Text excerpt =
···
Running Background Jobs in Containerized Apps
Ensuring that a critical background task executes reliably and efficiently in a distributed environment is a complex challenge. A common pitfall is allowing multiple instances of the same task to run simultaneously, which can lead to data inconsistencies, resource contention, and unexpected behavior.
The Scenario:
I recently faced this challenge while developing a highly scalable microservice application built with .NET Core 8.0 and deployed to Azure Kubernetes Service (AKS). The background service, scheduled to run hourly, required a strict guarantee that only one instance was active at a time, regardless of the number of deployed replicas.
···
What to work on =
Reproduce the entire background jobs text above word for word. The listing that follows has no connection to the background jobs text.

Data shown =
···
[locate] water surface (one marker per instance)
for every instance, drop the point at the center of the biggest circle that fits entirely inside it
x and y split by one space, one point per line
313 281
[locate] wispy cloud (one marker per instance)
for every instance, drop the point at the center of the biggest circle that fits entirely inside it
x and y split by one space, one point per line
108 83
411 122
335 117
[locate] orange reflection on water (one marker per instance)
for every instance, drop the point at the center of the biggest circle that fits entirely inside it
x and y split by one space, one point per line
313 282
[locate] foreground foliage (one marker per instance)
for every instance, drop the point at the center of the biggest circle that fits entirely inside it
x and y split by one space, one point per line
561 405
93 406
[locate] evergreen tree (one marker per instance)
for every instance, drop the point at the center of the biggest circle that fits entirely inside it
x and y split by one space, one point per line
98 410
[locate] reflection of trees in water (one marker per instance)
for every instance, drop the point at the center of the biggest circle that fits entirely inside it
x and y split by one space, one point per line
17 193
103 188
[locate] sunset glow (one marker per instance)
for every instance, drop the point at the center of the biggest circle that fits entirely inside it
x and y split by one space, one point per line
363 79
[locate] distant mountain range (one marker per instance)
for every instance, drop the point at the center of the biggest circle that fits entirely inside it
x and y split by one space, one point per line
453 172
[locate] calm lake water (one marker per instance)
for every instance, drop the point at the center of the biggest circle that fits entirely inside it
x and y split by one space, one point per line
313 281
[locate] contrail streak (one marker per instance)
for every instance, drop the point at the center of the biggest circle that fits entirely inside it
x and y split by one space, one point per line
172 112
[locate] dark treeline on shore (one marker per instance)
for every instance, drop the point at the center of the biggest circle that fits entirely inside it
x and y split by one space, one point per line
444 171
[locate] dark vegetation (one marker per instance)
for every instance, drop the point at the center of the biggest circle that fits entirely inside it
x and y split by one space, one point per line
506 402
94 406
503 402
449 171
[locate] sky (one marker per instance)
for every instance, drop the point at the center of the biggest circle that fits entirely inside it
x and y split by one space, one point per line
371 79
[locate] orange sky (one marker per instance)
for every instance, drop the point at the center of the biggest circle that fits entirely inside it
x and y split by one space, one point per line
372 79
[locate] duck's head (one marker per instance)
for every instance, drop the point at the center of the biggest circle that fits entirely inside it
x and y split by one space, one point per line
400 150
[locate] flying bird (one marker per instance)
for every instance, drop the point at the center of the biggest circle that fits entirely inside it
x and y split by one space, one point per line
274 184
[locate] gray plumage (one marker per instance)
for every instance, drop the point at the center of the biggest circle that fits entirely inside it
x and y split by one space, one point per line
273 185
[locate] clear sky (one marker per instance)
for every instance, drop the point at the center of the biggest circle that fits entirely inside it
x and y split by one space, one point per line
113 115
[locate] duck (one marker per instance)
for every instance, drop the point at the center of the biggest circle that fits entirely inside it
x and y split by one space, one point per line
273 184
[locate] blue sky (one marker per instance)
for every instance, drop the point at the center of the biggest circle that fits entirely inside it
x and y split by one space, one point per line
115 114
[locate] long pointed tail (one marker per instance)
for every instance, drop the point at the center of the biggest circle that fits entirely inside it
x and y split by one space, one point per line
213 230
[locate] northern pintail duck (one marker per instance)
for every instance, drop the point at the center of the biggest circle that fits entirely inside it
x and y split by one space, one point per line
···
Exercise response =
Running Background Jobs in Containerized Apps
Ensuring that a critical background task executes reliably and efficiently in a distributed environment is a complex challenge. A common pitfall is allowing multiple instances of the same task to run simultaneously, which can lead to data inconsistencies, resource contention, and unexpected behavior.
The Scenario:
I recently faced this challenge while developing a highly scalable microservice application built with .NET Core 8.0 and deployed to Azure Kubernetes Service (AKS). The background service, scheduled to run hourly, required a strict guarantee that only one instance was active at a time, regardless of the number of deployed replicas.